**Stated task:** Reproduce every entry in the listing without alteration.

**Source data:**
# # # # #

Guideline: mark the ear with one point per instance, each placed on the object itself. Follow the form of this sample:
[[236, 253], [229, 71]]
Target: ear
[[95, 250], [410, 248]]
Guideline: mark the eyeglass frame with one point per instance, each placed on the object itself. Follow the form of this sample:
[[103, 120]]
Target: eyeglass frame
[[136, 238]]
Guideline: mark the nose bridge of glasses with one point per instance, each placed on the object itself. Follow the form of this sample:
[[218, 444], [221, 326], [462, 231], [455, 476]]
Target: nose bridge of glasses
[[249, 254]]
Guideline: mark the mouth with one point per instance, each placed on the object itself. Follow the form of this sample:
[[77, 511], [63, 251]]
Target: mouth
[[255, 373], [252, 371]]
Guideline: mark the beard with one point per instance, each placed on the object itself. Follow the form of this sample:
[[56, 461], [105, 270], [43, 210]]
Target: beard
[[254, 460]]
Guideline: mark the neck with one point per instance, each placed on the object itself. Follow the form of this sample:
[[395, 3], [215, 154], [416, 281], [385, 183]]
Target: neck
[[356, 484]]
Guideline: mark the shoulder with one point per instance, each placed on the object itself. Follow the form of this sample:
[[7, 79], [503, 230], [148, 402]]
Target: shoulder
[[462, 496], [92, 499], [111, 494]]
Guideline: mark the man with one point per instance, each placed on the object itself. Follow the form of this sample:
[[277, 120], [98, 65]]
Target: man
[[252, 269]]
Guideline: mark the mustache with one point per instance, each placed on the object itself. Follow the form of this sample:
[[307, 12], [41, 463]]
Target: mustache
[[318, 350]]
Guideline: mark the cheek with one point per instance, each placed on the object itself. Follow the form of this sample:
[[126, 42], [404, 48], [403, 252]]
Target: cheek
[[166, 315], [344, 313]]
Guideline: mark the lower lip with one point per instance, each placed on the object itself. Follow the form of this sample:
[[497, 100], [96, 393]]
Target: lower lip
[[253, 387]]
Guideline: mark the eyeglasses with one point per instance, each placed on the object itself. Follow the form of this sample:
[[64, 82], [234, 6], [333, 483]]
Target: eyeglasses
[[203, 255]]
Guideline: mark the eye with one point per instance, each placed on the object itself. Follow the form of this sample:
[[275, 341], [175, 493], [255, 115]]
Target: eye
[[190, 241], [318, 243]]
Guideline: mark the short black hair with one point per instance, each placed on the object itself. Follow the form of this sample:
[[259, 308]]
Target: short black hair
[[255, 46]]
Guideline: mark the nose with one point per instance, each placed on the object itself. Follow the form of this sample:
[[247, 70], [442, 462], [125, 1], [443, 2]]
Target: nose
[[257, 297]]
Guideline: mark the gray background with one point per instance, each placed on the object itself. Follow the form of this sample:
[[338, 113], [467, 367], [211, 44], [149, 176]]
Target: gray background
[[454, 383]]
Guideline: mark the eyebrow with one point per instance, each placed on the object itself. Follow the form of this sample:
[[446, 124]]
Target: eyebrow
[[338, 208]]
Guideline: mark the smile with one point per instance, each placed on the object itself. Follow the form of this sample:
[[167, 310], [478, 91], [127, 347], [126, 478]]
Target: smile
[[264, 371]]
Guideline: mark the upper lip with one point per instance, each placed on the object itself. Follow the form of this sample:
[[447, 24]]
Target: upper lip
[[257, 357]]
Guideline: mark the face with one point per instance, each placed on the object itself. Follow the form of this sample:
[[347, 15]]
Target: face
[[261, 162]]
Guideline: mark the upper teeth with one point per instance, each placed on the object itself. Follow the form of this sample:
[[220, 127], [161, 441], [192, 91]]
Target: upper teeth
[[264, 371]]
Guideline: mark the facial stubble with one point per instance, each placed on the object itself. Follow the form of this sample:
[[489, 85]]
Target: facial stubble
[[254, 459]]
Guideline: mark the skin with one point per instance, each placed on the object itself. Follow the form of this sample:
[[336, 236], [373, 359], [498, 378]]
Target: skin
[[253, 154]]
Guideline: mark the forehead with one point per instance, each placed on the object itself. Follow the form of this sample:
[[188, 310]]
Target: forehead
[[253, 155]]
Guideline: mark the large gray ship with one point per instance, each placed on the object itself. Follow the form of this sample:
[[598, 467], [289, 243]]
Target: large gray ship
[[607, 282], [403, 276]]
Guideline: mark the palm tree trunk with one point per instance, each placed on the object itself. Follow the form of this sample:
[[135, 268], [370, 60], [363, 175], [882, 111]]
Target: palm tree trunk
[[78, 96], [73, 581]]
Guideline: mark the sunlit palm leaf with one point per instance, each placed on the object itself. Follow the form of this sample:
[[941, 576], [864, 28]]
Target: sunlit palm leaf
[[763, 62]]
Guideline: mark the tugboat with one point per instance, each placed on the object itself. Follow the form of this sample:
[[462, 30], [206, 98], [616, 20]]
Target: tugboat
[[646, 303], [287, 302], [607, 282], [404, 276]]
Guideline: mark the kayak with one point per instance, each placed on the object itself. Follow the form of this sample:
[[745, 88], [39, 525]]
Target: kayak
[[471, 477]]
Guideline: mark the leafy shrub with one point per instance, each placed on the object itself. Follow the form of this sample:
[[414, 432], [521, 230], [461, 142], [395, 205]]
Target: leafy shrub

# # # # #

**Exercise solution:**
Guideline: mark the ear with one point per instance, each placed on the object itself. Follow the form of this sample:
[[236, 253], [229, 71]]
Target: ear
[[95, 250], [410, 248]]
Guideline: mark the eyeglass frame with one point per instance, each placed on the object itself. Follow the form of this sample:
[[103, 120]]
Target: eyeglass frame
[[136, 238]]
Guideline: mark the nose bridge of glasses with one point per instance, each placed on the object itself. Follow the form of this sample:
[[218, 444], [221, 326], [462, 231], [455, 476]]
Target: nose bridge of glasses
[[249, 254]]
Guideline: mark the mouth with one point per instance, each placed on the object itself. Follow the form of this sample:
[[77, 511], [63, 251]]
Target: mouth
[[255, 373], [252, 371]]
Guideline: mark the beard with one point per instance, each placed on the object itself. Follow the form of this sample:
[[56, 461], [105, 270], [43, 210]]
Target: beard
[[254, 460]]
Guideline: mark the neck with one point per instance, each placed on the object itself. Follow the form of this sample:
[[395, 3], [215, 154], [416, 281], [385, 183]]
Target: neck
[[356, 484]]
Guideline: mark the shoulder with one point per instance, each placed on the object itself. Follow the form of this sample:
[[7, 79], [503, 230], [148, 402]]
Target: shoulder
[[462, 496], [92, 499], [111, 494]]
Guideline: mark the man with one point per instance, each placed on the object itself. Follow the form of this sample:
[[277, 120], [98, 65]]
Target: man
[[252, 269]]
Guideline: mark the mustache with one point per instance, each placed on the object itself. Follow the form of this sample:
[[307, 12], [41, 463]]
Target: mustache
[[318, 350]]
Guideline: mark the cheek with one point per instance, each placed on the object itself. Follow the form of this sample:
[[126, 42], [404, 48], [403, 252]]
Target: cheek
[[166, 315], [344, 313]]
Guideline: mark the lower lip with one point per instance, each placed on the object itself. Follow the form of this sample:
[[497, 100], [96, 393]]
Target: lower lip
[[253, 387]]
Guideline: mark the eyeglasses with one point per instance, each placed on the object itself. Follow the form of this sample:
[[64, 82], [234, 6], [333, 483]]
Target: eyeglasses
[[203, 255]]
Guideline: mark the eye with one point per instance, each placed on the object itself. Follow the form of this sample:
[[275, 341], [175, 493], [255, 115]]
Target: eye
[[190, 241], [318, 243]]
Guideline: mark the short black hair with one point per instance, each placed on the object itself. Follow the form of this sample:
[[259, 308]]
Target: short black hair
[[255, 46]]
Guideline: mark the nose with one point per instance, each placed on the object itself. Follow the form of this sample:
[[247, 70], [442, 462], [125, 1], [443, 2]]
Target: nose
[[257, 297]]
Guideline: mark the gray background with one point per instance, each placed on the object itself. Follow the form of this sample:
[[338, 113], [467, 367], [211, 44], [149, 176]]
Target: gray background
[[454, 383]]
Guideline: mark the eyebrow with one point per instance, each placed on the object itself. Follow the form of this sample:
[[446, 124]]
Target: eyebrow
[[338, 208]]
Guideline: mark the smile with one point per instance, each placed on the object itself. Follow the form of this sample:
[[167, 310], [478, 91], [127, 347], [126, 478]]
Target: smile
[[264, 371]]
Guideline: mark the upper lip with one point per instance, each placed on the object itself. Follow the form of this sample:
[[447, 24]]
Target: upper lip
[[257, 357]]
Guideline: mark the face with one point per instance, each placed on the object itself. Follow the form of this sample:
[[347, 15]]
Target: face
[[261, 162]]
Guideline: mark the upper teeth with one point per instance, each placed on the object itself. Follow the form of this sample:
[[220, 127], [161, 441], [192, 91]]
Target: upper teeth
[[264, 371]]
Guideline: mark the facial stubble with one point per instance, each placed on the object itself. Follow the form of this sample:
[[489, 85]]
Target: facial stubble
[[254, 459]]
Guideline: mark the skin with one point per instance, each placed on the object itself. Follow the form of this sample:
[[336, 236], [373, 359], [498, 378]]
Target: skin
[[253, 154]]
Guideline: mark the forehead with one point per instance, each placed on the object itself. Follow the form of this sample:
[[188, 310]]
Target: forehead
[[253, 155]]
Guideline: mark the large gray ship with one point per instance, each placed on the object itself. Follow the form of this sample:
[[598, 467], [289, 243]]
Target: large gray ship
[[607, 282], [403, 276]]
Guideline: mark the palm tree trunk with one point per instance, each placed on the object itself. Follow the form of this sample:
[[135, 268], [370, 60], [363, 175], [882, 111]]
Target: palm tree trunk
[[78, 96], [73, 581]]
Guideline: mark the sunlit palm leaf with one point per instance, each placed on the object itself. Follow the form of this sample:
[[941, 576], [864, 28]]
Target: sunlit palm leaf
[[763, 62]]
Guideline: mark the tugboat with one point per instance, each placed on the object itself. Follow the form of this sample:
[[462, 30], [206, 98], [616, 20]]
Target: tugboat
[[646, 303], [287, 302], [607, 282], [404, 276]]
Guideline: mark the kayak with one point per instance, each placed on the object itself. Follow the form of this sample:
[[745, 88], [39, 525]]
Target: kayak
[[471, 477]]
Guideline: mark the leafy shrub with one point per instance, each placed on the object itself. Follow the form of this sample:
[[414, 432], [521, 230], [461, 142], [395, 205]]
Target: leafy shrub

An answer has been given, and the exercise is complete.